THE DATA =

****

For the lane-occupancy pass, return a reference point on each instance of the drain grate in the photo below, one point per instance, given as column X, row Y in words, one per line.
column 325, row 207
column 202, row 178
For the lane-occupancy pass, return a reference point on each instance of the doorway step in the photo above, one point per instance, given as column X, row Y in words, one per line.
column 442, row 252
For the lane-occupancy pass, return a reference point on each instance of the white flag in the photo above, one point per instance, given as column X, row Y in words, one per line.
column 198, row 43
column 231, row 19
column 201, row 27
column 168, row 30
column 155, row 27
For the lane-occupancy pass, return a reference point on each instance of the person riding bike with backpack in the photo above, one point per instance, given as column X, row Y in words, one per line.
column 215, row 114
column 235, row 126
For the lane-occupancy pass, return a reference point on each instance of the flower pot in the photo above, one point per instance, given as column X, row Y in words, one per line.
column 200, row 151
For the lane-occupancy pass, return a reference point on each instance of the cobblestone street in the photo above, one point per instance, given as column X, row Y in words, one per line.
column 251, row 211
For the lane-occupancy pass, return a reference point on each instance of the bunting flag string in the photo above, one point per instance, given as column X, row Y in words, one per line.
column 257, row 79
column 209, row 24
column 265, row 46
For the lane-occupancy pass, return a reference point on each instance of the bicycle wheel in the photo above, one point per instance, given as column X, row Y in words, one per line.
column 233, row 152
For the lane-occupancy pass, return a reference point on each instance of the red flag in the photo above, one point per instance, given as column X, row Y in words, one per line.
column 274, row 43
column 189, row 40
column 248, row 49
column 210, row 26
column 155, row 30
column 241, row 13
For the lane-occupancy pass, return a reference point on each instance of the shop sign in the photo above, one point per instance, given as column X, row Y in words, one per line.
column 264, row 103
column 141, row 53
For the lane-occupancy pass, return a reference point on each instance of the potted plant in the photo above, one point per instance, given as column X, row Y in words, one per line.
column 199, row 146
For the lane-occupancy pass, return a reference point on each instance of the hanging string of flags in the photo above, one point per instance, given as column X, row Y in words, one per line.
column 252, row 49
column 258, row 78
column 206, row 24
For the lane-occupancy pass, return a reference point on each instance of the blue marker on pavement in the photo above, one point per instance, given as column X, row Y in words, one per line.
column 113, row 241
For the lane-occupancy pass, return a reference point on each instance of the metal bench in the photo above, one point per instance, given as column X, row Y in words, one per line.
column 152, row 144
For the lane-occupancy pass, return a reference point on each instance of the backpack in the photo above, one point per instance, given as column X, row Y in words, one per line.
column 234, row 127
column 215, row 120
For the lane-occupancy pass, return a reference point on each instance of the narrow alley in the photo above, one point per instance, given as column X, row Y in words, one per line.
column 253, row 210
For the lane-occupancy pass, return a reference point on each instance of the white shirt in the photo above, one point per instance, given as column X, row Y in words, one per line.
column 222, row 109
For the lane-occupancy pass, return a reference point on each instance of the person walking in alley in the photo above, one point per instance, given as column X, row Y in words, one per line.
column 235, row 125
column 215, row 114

****

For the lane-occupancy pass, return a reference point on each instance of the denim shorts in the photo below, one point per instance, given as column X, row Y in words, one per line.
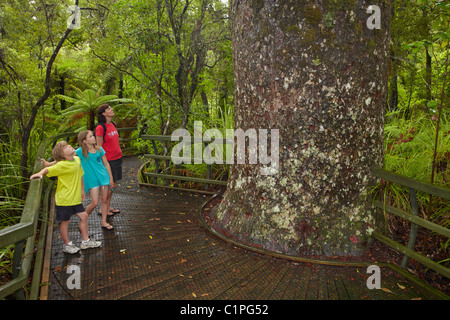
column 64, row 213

****

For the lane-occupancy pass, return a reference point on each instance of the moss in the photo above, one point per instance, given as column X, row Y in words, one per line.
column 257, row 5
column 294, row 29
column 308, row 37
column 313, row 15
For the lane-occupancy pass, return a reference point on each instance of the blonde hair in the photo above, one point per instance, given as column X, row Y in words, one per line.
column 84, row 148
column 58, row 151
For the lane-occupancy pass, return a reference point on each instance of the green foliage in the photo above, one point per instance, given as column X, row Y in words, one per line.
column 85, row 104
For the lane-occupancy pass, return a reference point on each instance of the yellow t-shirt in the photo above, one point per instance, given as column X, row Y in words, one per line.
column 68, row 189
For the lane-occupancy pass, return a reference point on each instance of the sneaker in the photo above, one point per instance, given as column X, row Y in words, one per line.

****

Retype the entries above exactly, but only from the line containing "of the blonde" through the line containing "of the sneaker", both included.

SOLVED EXERCISE =
For the lane-occupancy pass, return a reference point on each instance of the blonde hair in the photo above, one point per instance, given as column X, row Y in words, one per line.
column 84, row 148
column 58, row 151
For the lane-occupancy pass, return a reference point on each instance of the green foliage in the photo above, one point per instance, given as column X, row Y in words, one per line.
column 85, row 104
For the lane-occupancy pass, return a reference point on each instance of the yellow t-shirt in the photo above, one point per instance, given as column X, row Y in words, one per line.
column 68, row 189
For the lane-occupancy pass, return a reference point on each instance of the sneaker in the photo above, one point per instance, given as column X, row Y in words, one per line.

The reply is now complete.